**WRITTEN REQUEST:**
Output only the span of lines that begins at the line containing "Indicate the skin" and ends at the last line of the data, both included, exactly as they appear.

**DATASET RECORDS:**
..............................

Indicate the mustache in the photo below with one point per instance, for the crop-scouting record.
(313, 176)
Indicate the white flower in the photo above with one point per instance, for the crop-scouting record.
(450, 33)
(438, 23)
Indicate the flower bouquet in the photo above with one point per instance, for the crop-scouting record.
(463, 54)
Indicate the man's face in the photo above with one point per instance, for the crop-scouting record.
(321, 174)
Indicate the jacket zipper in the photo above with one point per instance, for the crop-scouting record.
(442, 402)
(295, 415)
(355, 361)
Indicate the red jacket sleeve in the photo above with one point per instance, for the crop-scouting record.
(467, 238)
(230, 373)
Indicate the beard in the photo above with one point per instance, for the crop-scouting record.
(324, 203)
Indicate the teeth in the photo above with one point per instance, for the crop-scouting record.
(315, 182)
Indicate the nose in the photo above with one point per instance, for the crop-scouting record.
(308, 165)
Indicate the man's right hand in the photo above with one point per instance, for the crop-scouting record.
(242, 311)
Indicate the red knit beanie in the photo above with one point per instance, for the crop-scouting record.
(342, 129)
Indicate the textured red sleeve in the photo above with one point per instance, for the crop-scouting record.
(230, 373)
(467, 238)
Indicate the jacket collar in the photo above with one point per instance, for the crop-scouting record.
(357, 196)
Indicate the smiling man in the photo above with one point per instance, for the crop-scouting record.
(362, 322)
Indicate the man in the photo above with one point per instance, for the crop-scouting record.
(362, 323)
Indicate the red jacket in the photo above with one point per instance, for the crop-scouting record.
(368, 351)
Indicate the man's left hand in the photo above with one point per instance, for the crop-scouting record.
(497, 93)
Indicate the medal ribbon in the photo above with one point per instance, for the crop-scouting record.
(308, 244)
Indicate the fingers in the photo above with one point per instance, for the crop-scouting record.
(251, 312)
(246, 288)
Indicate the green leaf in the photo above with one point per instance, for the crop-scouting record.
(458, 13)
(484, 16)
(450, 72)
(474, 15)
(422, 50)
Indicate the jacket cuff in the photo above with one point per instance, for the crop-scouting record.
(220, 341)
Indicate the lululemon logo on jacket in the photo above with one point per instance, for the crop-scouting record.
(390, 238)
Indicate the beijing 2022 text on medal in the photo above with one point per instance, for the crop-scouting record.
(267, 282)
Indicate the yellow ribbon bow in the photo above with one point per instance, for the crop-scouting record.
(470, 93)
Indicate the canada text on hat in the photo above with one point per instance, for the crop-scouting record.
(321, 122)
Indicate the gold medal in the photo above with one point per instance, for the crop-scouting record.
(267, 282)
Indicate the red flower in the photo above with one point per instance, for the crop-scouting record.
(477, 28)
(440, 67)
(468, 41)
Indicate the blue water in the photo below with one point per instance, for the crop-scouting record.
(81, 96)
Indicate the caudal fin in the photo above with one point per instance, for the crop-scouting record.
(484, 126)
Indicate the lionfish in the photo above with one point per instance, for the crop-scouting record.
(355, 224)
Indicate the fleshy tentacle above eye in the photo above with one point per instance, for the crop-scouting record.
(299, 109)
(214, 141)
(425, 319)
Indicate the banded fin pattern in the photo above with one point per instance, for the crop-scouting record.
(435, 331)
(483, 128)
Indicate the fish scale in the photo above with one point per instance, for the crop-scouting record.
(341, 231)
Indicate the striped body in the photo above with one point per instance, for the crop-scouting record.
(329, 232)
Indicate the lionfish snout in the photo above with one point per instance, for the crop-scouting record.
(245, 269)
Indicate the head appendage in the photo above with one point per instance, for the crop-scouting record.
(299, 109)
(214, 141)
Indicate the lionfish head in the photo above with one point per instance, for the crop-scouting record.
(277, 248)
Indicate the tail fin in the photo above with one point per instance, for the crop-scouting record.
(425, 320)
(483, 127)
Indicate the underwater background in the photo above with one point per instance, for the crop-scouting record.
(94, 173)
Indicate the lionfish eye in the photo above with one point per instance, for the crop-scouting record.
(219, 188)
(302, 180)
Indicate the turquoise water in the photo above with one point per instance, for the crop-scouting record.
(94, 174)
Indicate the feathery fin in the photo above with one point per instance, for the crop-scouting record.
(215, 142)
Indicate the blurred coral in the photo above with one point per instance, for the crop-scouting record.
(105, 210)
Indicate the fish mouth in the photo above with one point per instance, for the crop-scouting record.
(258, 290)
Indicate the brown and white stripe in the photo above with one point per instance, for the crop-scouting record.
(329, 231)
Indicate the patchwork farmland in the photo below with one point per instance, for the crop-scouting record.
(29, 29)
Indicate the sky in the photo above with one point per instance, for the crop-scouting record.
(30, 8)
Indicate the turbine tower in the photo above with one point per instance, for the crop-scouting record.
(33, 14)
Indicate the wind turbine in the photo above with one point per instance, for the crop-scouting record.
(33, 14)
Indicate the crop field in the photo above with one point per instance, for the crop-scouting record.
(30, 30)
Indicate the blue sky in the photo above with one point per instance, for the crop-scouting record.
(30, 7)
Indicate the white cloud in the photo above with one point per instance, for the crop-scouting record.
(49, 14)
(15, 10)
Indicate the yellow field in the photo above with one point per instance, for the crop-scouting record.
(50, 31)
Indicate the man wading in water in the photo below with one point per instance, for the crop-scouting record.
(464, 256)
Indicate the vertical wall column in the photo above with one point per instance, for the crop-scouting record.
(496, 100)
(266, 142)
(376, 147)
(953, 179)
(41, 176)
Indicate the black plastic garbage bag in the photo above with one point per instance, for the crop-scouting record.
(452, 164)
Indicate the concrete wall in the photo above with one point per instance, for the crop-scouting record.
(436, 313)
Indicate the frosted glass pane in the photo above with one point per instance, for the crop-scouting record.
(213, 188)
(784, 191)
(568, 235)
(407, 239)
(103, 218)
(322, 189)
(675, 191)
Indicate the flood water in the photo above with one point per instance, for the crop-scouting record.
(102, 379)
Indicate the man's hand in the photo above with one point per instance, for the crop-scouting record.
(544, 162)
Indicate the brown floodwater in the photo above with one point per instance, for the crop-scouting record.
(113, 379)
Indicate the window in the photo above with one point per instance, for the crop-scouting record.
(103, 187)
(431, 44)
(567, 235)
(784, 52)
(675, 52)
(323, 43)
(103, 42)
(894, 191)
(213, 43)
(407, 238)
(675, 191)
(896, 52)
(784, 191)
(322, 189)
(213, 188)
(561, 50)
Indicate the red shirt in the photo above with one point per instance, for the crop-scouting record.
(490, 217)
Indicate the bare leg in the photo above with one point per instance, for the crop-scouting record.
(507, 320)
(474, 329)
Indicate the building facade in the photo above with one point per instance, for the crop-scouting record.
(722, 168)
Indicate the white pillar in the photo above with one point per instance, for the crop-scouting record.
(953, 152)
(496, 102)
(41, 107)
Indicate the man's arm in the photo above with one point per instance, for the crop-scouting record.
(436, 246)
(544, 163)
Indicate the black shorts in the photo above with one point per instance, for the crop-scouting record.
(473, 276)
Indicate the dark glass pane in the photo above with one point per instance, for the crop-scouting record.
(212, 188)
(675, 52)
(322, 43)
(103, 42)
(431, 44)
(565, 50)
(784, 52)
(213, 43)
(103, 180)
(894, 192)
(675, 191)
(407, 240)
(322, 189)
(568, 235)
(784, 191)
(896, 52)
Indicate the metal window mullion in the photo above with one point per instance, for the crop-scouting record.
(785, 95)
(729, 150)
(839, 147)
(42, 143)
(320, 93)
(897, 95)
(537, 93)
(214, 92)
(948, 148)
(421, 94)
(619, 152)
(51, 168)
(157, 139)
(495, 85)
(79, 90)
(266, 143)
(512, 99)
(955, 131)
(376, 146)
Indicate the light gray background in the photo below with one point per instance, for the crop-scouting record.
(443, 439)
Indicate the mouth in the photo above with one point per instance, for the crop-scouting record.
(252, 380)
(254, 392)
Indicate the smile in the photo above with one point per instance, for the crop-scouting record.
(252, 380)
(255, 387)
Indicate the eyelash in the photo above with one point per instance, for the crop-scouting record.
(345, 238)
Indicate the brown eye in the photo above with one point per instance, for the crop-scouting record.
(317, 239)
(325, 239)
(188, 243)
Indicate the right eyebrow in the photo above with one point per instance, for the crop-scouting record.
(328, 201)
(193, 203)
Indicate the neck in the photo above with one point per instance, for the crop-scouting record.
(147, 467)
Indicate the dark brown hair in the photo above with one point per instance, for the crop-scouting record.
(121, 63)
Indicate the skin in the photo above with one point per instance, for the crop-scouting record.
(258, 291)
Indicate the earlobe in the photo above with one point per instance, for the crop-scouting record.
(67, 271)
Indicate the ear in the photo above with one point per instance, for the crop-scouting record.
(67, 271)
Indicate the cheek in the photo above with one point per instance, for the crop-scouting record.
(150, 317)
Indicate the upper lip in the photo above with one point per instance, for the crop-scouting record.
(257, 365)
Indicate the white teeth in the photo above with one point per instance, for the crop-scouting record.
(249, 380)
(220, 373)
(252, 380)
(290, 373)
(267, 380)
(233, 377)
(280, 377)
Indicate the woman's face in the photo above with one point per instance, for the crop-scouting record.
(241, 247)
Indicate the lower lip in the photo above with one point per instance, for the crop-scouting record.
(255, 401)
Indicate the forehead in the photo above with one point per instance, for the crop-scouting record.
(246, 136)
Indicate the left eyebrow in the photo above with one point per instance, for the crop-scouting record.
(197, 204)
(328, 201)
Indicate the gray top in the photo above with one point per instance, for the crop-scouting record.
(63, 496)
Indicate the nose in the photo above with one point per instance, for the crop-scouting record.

..............................

**THE COMPLETED TASK:**
Indicate the skin in the photo above with one point per instance, for the crop-scouting record.
(258, 291)
Indicate the earlobe in the photo above with one point per instance, for the crop-scouting record.
(67, 271)
Indicate the ear in the photo above with one point per instance, for the crop-scouting record.
(67, 271)
Indicate the cheek in the photo above with one point per instance, for the crop-scouting record.
(150, 317)
Indicate the upper lip in the photo above with one point per instance, for the crop-scouting record.
(257, 365)
Indicate the white teeth in the photo above with one point per instance, for the crop-scouting record.
(249, 380)
(220, 373)
(252, 380)
(290, 373)
(267, 380)
(233, 377)
(280, 377)
Indicate the woman's face in the photo above with one point per instance, for the crop-scouting record.
(241, 247)
Indicate the lower lip in the photo above with one point per instance, for the crop-scouting record.
(255, 401)
Indicate the forehead in the photo above with one point per instance, for the crop-scouting record.
(246, 136)
Indicate the left eyebrow in the photo above with one point per instance, for the crop-scouting record.
(197, 204)
(328, 201)
Indicate the gray top in the photo above with one point per instance, for the crop-scouting record.
(63, 496)
Indicate the nose in the photo above with one point per instance, for the crop-scouting record.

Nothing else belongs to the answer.